# Stored items from a collection:
___

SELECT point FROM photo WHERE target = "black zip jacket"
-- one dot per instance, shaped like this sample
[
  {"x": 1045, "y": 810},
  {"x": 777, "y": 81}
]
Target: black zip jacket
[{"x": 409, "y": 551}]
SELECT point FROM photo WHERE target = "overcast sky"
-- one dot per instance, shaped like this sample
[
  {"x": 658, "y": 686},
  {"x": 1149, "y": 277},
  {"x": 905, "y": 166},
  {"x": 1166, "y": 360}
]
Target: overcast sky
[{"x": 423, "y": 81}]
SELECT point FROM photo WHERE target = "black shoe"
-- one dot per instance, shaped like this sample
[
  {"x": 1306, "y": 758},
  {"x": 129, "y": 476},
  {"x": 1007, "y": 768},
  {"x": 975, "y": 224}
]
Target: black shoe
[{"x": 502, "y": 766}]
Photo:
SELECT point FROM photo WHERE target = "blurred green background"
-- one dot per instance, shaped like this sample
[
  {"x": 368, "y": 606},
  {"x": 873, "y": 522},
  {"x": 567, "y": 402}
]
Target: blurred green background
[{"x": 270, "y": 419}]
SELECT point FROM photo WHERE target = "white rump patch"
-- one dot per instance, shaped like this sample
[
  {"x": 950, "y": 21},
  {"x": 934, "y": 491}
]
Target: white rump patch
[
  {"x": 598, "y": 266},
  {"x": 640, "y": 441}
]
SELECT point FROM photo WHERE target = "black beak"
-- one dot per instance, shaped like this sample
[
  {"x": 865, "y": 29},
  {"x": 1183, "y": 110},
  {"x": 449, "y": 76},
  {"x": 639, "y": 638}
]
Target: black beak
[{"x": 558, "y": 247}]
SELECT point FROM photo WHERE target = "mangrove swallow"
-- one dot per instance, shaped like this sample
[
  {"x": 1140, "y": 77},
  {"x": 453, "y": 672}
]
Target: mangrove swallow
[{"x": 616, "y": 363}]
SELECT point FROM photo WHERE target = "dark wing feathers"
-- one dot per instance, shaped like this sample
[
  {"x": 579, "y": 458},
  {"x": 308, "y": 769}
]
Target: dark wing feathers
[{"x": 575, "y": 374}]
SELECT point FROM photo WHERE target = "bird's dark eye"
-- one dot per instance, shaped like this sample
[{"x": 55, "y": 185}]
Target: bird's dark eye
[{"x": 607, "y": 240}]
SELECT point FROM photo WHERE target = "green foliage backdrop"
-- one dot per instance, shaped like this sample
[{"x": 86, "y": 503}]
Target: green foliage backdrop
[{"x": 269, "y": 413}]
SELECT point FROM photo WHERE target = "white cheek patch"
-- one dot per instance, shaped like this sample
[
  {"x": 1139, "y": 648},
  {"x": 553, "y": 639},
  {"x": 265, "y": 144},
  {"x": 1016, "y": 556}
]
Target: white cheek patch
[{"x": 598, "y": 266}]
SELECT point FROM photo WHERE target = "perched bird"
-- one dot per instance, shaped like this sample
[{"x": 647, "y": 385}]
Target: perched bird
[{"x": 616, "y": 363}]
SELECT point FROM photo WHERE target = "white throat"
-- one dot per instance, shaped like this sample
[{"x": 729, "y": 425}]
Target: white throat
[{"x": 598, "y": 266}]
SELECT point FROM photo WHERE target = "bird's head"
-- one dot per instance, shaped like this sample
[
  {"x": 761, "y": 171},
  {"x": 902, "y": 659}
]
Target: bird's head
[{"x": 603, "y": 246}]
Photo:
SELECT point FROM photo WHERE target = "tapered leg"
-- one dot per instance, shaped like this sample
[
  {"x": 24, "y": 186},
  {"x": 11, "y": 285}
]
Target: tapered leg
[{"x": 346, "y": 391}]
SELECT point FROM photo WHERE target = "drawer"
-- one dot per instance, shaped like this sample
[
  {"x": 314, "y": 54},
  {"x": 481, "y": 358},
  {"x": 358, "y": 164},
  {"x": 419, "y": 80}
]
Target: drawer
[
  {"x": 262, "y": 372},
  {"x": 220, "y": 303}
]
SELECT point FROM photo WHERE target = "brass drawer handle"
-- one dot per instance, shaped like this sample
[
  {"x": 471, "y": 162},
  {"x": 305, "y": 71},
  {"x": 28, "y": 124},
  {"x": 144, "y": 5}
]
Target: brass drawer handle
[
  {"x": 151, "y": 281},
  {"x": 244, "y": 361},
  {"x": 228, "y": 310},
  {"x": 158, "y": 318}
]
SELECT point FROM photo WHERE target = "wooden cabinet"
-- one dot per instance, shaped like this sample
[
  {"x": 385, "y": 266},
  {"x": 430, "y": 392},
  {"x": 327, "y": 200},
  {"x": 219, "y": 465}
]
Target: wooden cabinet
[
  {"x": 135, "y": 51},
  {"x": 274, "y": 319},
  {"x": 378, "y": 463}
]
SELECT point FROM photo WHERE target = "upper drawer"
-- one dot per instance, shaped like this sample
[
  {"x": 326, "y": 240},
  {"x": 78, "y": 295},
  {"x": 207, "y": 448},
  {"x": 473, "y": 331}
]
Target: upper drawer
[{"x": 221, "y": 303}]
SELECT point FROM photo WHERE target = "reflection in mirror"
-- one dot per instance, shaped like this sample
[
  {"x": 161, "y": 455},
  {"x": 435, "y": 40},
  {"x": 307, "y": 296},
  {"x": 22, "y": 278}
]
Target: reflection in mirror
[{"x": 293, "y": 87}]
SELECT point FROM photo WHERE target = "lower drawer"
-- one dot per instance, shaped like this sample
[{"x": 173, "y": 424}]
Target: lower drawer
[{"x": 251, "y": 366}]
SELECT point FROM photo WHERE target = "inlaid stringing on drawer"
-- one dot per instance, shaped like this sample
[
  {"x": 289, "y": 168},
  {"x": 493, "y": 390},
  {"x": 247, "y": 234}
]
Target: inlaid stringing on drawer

___

# THE REQUEST:
Copy down the material exactly as written.

# ANSWER FOR THIS EXERCISE:
SELECT point FROM photo WHERE target = "black zip jacket"
-- one dot per instance, shaped like this sample
[
  {"x": 1045, "y": 810},
  {"x": 777, "y": 81}
]
Target: black zip jacket
[{"x": 409, "y": 551}]
SELECT point FROM photo WHERE target = "overcast sky"
-- one dot per instance, shaped like this sample
[
  {"x": 658, "y": 686},
  {"x": 1149, "y": 277},
  {"x": 905, "y": 166},
  {"x": 1166, "y": 360}
]
Target: overcast sky
[{"x": 423, "y": 81}]
SELECT point FROM photo WHERE target = "black shoe"
-- one dot per instance, shaped like this sample
[
  {"x": 1306, "y": 758},
  {"x": 129, "y": 476},
  {"x": 1007, "y": 768},
  {"x": 975, "y": 224}
]
Target: black shoe
[{"x": 502, "y": 766}]
Photo:
SELECT point FROM photo WHERE target = "blurred green background"
-- one dot per instance, shaped like this sample
[
  {"x": 368, "y": 606},
  {"x": 873, "y": 522},
  {"x": 567, "y": 402}
]
Target: blurred green background
[{"x": 270, "y": 419}]
SELECT point FROM photo WHERE target = "white rump patch"
-- one dot per instance, shaped like this sample
[
  {"x": 950, "y": 21},
  {"x": 934, "y": 491}
]
Target: white rump patch
[
  {"x": 598, "y": 266},
  {"x": 640, "y": 441}
]
SELECT point FROM photo WHERE target = "black beak"
-- one dot per instance, shaped like this sample
[
  {"x": 865, "y": 29},
  {"x": 1183, "y": 110},
  {"x": 449, "y": 76},
  {"x": 639, "y": 638}
]
Target: black beak
[{"x": 558, "y": 247}]
SELECT point FROM photo WHERE target = "mangrove swallow"
-- one dot per instance, shaped like this sample
[
  {"x": 1140, "y": 77},
  {"x": 453, "y": 672}
]
Target: mangrove swallow
[{"x": 616, "y": 363}]
SELECT point FROM photo WHERE target = "dark wing feathers"
-- one dot per instance, shaped like this sample
[
  {"x": 579, "y": 458},
  {"x": 308, "y": 769}
]
Target: dark wing feathers
[{"x": 575, "y": 374}]
SELECT point FROM photo WHERE target = "bird's dark eye"
-- one dot per instance, shaped like this sample
[{"x": 55, "y": 185}]
Target: bird's dark eye
[{"x": 607, "y": 240}]
SELECT point FROM photo WHERE target = "green foliage backdrop"
-- one dot per instance, shaped like this sample
[{"x": 86, "y": 503}]
Target: green foliage backdrop
[{"x": 269, "y": 413}]
SELECT point FROM photo WHERE target = "white cheek patch"
-- one dot per instance, shaped like this sample
[
  {"x": 1139, "y": 648},
  {"x": 553, "y": 639},
  {"x": 265, "y": 144},
  {"x": 1016, "y": 556}
]
Target: white cheek patch
[{"x": 598, "y": 266}]
SELECT point FROM photo WHERE target = "perched bird"
-- one dot per instance, shaped like this sample
[{"x": 647, "y": 385}]
Target: perched bird
[{"x": 616, "y": 363}]
SELECT point FROM photo WHERE target = "white throat"
-- one dot per instance, shaped like this sample
[{"x": 729, "y": 425}]
Target: white throat
[{"x": 598, "y": 266}]
SELECT point FROM photo WHERE target = "bird's head"
-- one dot per instance, shaped like this sample
[
  {"x": 761, "y": 171},
  {"x": 902, "y": 659}
]
Target: bird's head
[{"x": 603, "y": 246}]
Photo:
SELECT point FROM photo WHERE target = "tapered leg"
-- one dot per instance, shaped like this sample
[
  {"x": 24, "y": 186},
  {"x": 11, "y": 285}
]
Target: tapered leg
[{"x": 346, "y": 391}]
SELECT point FROM photo WHERE target = "drawer"
-- one dot per instance, shaped like this sample
[
  {"x": 314, "y": 54},
  {"x": 481, "y": 358},
  {"x": 358, "y": 164},
  {"x": 419, "y": 80}
]
Target: drawer
[
  {"x": 262, "y": 372},
  {"x": 220, "y": 303}
]
SELECT point FROM photo WHERE target = "brass drawer handle"
-- one dot per instance, shaped like this sample
[
  {"x": 471, "y": 162},
  {"x": 305, "y": 71},
  {"x": 28, "y": 124},
  {"x": 144, "y": 5}
]
Target: brass drawer handle
[
  {"x": 151, "y": 281},
  {"x": 244, "y": 361},
  {"x": 228, "y": 310},
  {"x": 158, "y": 318}
]
SELECT point FROM photo WHERE target = "wooden cabinet"
-- one dot per instance, shaped like this sample
[
  {"x": 385, "y": 266},
  {"x": 430, "y": 392},
  {"x": 327, "y": 200},
  {"x": 219, "y": 465}
]
Target: wooden cabinet
[
  {"x": 135, "y": 51},
  {"x": 274, "y": 319},
  {"x": 378, "y": 463}
]
SELECT point FROM photo WHERE target = "upper drawer"
-- one dot per instance, shaped like this sample
[
  {"x": 326, "y": 240},
  {"x": 78, "y": 295},
  {"x": 207, "y": 448},
  {"x": 473, "y": 331}
]
Target: upper drawer
[{"x": 221, "y": 303}]
SELECT point FROM photo WHERE target = "reflection in mirror"
-- one dot per instance, shaped like this sample
[
  {"x": 161, "y": 455},
  {"x": 435, "y": 40},
  {"x": 307, "y": 296},
  {"x": 22, "y": 278}
]
Target: reflection in mirror
[{"x": 293, "y": 87}]
SELECT point FROM photo WHERE target = "lower drawer"
-- one dot per instance, shaped like this sample
[{"x": 173, "y": 424}]
Target: lower drawer
[{"x": 251, "y": 366}]
SELECT point FROM photo WHERE target = "inlaid stringing on drawer"
-- one dot per instance, shaped like this sample
[
  {"x": 289, "y": 168},
  {"x": 493, "y": 390},
  {"x": 247, "y": 234}
]
Target: inlaid stringing on drawer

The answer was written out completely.